[Description of the task]:
Render every line of the records below as a Markdown table with two columns: Row, holding a sequential row number, and Line, holding the line itself. Omit blank lines.

[Task data]:
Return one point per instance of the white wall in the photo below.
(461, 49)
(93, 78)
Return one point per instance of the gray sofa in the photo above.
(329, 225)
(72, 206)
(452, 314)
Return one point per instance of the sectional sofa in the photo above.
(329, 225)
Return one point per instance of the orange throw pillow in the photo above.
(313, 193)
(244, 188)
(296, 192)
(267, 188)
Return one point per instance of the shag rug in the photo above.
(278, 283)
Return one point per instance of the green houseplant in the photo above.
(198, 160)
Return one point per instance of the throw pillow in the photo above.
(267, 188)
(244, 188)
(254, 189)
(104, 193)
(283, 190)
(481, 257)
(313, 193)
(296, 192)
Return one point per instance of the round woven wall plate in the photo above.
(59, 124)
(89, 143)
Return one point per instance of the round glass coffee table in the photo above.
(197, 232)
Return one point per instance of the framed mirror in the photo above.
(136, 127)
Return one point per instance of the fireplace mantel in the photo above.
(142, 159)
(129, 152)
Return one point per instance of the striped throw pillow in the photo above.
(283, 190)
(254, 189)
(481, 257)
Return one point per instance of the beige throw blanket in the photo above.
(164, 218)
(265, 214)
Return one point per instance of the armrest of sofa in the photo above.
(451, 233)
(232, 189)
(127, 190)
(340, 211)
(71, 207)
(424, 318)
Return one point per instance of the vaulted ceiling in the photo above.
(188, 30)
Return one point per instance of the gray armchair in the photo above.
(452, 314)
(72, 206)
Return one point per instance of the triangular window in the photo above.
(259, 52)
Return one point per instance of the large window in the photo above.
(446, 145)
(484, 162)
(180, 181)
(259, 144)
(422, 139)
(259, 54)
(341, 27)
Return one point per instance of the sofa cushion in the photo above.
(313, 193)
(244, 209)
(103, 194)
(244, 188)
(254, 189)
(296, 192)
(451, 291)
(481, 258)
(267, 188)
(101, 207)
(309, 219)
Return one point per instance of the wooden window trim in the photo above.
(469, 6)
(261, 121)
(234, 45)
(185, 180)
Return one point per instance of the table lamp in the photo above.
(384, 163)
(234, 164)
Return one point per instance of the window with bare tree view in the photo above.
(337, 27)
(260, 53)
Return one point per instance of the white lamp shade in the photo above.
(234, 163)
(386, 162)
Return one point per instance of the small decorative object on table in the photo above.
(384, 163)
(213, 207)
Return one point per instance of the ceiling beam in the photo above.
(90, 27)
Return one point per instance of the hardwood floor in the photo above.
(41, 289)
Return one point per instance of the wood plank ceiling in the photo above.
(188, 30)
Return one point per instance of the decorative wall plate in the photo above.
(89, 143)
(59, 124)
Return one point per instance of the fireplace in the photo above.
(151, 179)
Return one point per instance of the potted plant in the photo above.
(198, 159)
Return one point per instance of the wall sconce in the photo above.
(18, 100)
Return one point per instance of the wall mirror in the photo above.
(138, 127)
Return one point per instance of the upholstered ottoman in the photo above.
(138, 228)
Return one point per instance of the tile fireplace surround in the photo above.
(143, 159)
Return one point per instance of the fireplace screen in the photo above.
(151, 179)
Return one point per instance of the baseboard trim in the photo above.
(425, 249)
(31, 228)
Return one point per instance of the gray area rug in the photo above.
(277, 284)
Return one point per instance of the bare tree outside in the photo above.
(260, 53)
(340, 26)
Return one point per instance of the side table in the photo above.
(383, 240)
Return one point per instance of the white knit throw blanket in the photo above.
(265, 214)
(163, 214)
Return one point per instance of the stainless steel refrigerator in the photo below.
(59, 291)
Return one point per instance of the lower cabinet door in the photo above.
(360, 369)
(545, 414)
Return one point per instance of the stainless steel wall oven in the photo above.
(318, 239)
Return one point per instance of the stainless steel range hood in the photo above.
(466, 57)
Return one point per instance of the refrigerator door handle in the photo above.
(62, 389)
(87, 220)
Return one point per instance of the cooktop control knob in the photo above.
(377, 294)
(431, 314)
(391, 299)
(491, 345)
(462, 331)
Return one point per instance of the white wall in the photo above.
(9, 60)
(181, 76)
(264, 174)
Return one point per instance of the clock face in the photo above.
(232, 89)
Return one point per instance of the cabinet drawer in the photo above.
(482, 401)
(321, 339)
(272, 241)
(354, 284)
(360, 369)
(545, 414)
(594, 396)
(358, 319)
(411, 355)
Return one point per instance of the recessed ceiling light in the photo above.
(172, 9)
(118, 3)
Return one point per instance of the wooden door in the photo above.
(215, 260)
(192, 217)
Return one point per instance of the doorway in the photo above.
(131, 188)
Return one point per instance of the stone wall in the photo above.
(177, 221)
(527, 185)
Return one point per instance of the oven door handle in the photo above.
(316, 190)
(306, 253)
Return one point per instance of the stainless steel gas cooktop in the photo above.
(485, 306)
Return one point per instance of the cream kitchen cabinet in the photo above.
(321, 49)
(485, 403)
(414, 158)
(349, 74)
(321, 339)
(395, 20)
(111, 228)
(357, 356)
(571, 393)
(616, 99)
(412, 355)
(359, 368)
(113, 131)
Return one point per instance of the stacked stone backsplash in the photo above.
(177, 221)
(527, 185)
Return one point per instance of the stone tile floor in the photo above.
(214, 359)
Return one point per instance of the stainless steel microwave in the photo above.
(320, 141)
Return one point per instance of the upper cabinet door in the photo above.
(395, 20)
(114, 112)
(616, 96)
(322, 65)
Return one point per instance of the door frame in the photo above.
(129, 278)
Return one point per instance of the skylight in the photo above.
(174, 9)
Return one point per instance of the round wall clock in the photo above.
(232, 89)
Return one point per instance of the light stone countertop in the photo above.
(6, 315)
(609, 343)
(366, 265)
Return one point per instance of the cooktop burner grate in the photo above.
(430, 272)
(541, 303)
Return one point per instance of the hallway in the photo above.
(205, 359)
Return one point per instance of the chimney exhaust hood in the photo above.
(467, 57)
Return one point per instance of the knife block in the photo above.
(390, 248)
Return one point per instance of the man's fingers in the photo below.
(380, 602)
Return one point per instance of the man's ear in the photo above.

[Response]:
| Row | Line |
|---|---|
| 1 | Return one point per instance of the white wall in the photo below. |
| 2 | (461, 49) |
| 3 | (93, 78) |
| 4 | Return one point per instance of the gray sofa in the photo above. |
| 5 | (329, 225) |
| 6 | (72, 206) |
| 7 | (452, 314) |
| 8 | Return one point per instance of the sectional sofa in the photo above. |
| 9 | (329, 225) |
| 10 | Return one point per instance of the orange throw pillow in the photo above. |
| 11 | (313, 193) |
| 12 | (244, 188) |
| 13 | (296, 192) |
| 14 | (267, 188) |
| 15 | Return one point per instance of the shag rug in the photo above. |
| 16 | (278, 283) |
| 17 | Return one point per instance of the green houseplant in the photo above. |
| 18 | (198, 160) |
| 19 | Return one point per instance of the throw pillow in the photo above. |
| 20 | (267, 188) |
| 21 | (244, 188) |
| 22 | (254, 189) |
| 23 | (104, 193) |
| 24 | (283, 190) |
| 25 | (481, 257) |
| 26 | (313, 193) |
| 27 | (296, 192) |
| 28 | Return one point per instance of the round woven wall plate in the photo above. |
| 29 | (59, 124) |
| 30 | (89, 143) |
| 31 | Return one point per instance of the round glass coffee table in the photo above. |
| 32 | (197, 232) |
| 33 | Return one point per instance of the framed mirror in the photo above. |
| 34 | (136, 127) |
| 35 | Return one point per instance of the fireplace mantel in the photo above. |
| 36 | (142, 159) |
| 37 | (129, 152) |
| 38 | Return one point per instance of the striped throw pillow in the photo above. |
| 39 | (283, 190) |
| 40 | (254, 189) |
| 41 | (481, 257) |
| 42 | Return one point per instance of the beige throw blanket in the photo above. |
| 43 | (164, 218) |
| 44 | (265, 214) |
| 45 | Return one point per instance of the armrest of sofa in the photo above. |
| 46 | (451, 233) |
| 47 | (232, 189) |
| 48 | (127, 190) |
| 49 | (340, 211) |
| 50 | (71, 207) |
| 51 | (424, 318) |
| 52 | Return one point per instance of the vaulted ceiling in the photo above. |
| 53 | (188, 30) |
| 54 | Return one point per instance of the gray armchair in the photo above. |
| 55 | (452, 314) |
| 56 | (72, 206) |
| 57 | Return one point per instance of the triangular window in the photo above. |
| 58 | (259, 52) |
| 59 | Return one point per instance of the large window in the photo above. |
| 60 | (446, 145) |
| 61 | (484, 162) |
| 62 | (180, 181) |
| 63 | (259, 144) |
| 64 | (422, 139) |
| 65 | (259, 54) |
| 66 | (341, 27) |
| 67 | Return one point per instance of the sofa cushion in the photo above. |
| 68 | (313, 193) |
| 69 | (244, 209) |
| 70 | (103, 194) |
| 71 | (244, 188) |
| 72 | (254, 189) |
| 73 | (296, 192) |
| 74 | (451, 291) |
| 75 | (481, 258) |
| 76 | (267, 188) |
| 77 | (101, 207) |
| 78 | (309, 219) |
| 79 | Return one point per instance of the wooden window trim in the photo above. |
| 80 | (469, 6) |
| 81 | (261, 121) |
| 82 | (234, 45) |
| 83 | (185, 180) |
| 84 | Return one point per instance of the table lamp in the photo above. |
| 85 | (384, 163) |
| 86 | (234, 164) |
| 87 | Return one point per instance of the window with bare tree view in the photo above. |
| 88 | (337, 27) |
| 89 | (260, 53) |
| 90 | Return one point per instance of the white lamp shade in the photo above. |
| 91 | (234, 163) |
| 92 | (386, 162) |
| 93 | Return one point per instance of the small decorative object on table in the photo above. |
| 94 | (384, 163) |
| 95 | (213, 207) |
| 96 | Return one point per instance of the ceiling beam in the photo above. |
| 97 | (90, 27) |
| 98 | Return one point per instance of the hardwood floor in the photo above. |
| 99 | (41, 289) |
| 100 | Return one point per instance of the wood plank ceiling in the photo above. |
| 101 | (188, 30) |
| 102 | Return one point per instance of the decorative wall plate in the photo above. |
| 103 | (89, 143) |
| 104 | (59, 124) |
| 105 | Return one point per instance of the fireplace in the photo above. |
| 106 | (151, 179) |
| 107 | Return one point per instance of the potted plant in the photo above. |
| 108 | (198, 159) |
| 109 | Return one point per instance of the wall sconce in the photo above. |
| 110 | (18, 100) |
| 111 | Return one point per instance of the wall mirror in the photo above. |
| 112 | (138, 127) |
| 113 | Return one point per instance of the upholstered ottoman in the photo above. |
| 114 | (138, 228) |
| 115 | Return one point per instance of the tile fireplace surround in the photo above. |
| 116 | (143, 159) |
| 117 | Return one point per instance of the fireplace screen in the photo above. |
| 118 | (151, 179) |
| 119 | Return one point per instance of the baseboard trim in the photo above. |
| 120 | (425, 249) |
| 121 | (31, 228) |
| 122 | Return one point per instance of the gray area rug in the photo above. |
| 123 | (277, 284) |
| 124 | Return one point per instance of the bare tree outside in the photo above. |
| 125 | (260, 53) |
| 126 | (340, 26) |
| 127 | Return one point per instance of the side table in the photo above. |
| 128 | (383, 240) |
| 129 | Return one point per instance of the white knit throw blanket in the photo above. |
| 130 | (265, 214) |
| 131 | (163, 214) |
| 132 | Return one point per instance of the stainless steel refrigerator in the photo below. |
| 133 | (59, 291) |
| 134 | Return one point per instance of the lower cabinet door in the photo above. |
| 135 | (360, 369) |
| 136 | (545, 414) |
| 137 | Return one point per instance of the stainless steel wall oven in the photo above. |
| 138 | (318, 239) |
| 139 | Return one point per instance of the stainless steel range hood in the photo above. |
| 140 | (466, 57) |
| 141 | Return one point per instance of the refrigerator door handle in the photo above. |
| 142 | (62, 389) |
| 143 | (87, 220) |
| 144 | Return one point per instance of the cooktop control knob in the photo above. |
| 145 | (377, 294) |
| 146 | (431, 314) |
| 147 | (391, 299) |
| 148 | (491, 345) |
| 149 | (462, 331) |
| 150 | Return one point per instance of the white wall in the photo above. |
| 151 | (9, 60) |
| 152 | (181, 76) |
| 153 | (264, 174) |
| 154 | Return one point per instance of the clock face in the photo above. |
| 155 | (232, 89) |
| 156 | Return one point per instance of the cabinet drawer in the photo above. |
| 157 | (482, 401) |
| 158 | (321, 339) |
| 159 | (272, 241) |
| 160 | (354, 284) |
| 161 | (360, 369) |
| 162 | (545, 414) |
| 163 | (594, 396) |
| 164 | (358, 319) |
| 165 | (411, 355) |
| 166 | Return one point per instance of the recessed ceiling light in the photo above. |
| 167 | (172, 9) |
| 168 | (118, 3) |
| 169 | Return one point per instance of the wooden door in the photo above. |
| 170 | (215, 260) |
| 171 | (192, 217) |
| 172 | Return one point per instance of the doorway in the photo above. |
| 173 | (131, 188) |
| 174 | Return one point per instance of the stone wall in the photo above. |
| 175 | (177, 221) |
| 176 | (527, 185) |
| 177 | Return one point per instance of the oven door handle in the photo above. |
| 178 | (316, 190) |
| 179 | (306, 253) |
| 180 | Return one point per instance of the stainless steel gas cooktop in the photo above. |
| 181 | (485, 306) |
| 182 | Return one point per instance of the cream kitchen cabinet in the photo above. |
| 183 | (321, 49) |
| 184 | (485, 403) |
| 185 | (414, 158) |
| 186 | (349, 74) |
| 187 | (321, 339) |
| 188 | (395, 20) |
| 189 | (111, 228) |
| 190 | (357, 356) |
| 191 | (571, 393) |
| 192 | (616, 99) |
| 193 | (412, 355) |
| 194 | (359, 368) |
| 195 | (113, 131) |
| 196 | Return one point per instance of the stacked stone backsplash in the photo above. |
| 197 | (177, 221) |
| 198 | (527, 185) |
| 199 | Return one point per instance of the stone tile floor in the photo above. |
| 200 | (214, 359) |
| 201 | Return one point per instance of the stainless steel microwave in the photo above. |
| 202 | (320, 141) |
| 203 | Return one point per instance of the upper cabinet door in the photo above. |
| 204 | (395, 20) |
| 205 | (114, 112) |
| 206 | (616, 96) |
| 207 | (322, 65) |
| 208 | Return one point per instance of the door frame in the photo above. |
| 209 | (129, 278) |
| 210 | Return one point per instance of the skylight in the photo above. |
| 211 | (174, 9) |
| 212 | Return one point per instance of the round wall clock in the photo above. |
| 213 | (232, 89) |
| 214 | Return one point per instance of the light stone countertop in the photo above. |
| 215 | (6, 315) |
| 216 | (609, 343) |
| 217 | (366, 265) |
| 218 | Return one point per instance of the cooktop burner grate in the photo above. |
| 219 | (430, 272) |
| 220 | (541, 303) |
| 221 | Return one point per instance of the hallway in the photo above. |
| 222 | (205, 359) |
| 223 | Return one point per instance of the chimney exhaust hood in the photo above. |
| 224 | (467, 57) |
| 225 | Return one point per instance of the knife block in the photo above. |
| 226 | (390, 248) |
| 227 | Return one point per instance of the man's fingers in the photo below. |
| 228 | (380, 602) |
| 229 | Return one point per instance of the man's ear in the photo above. |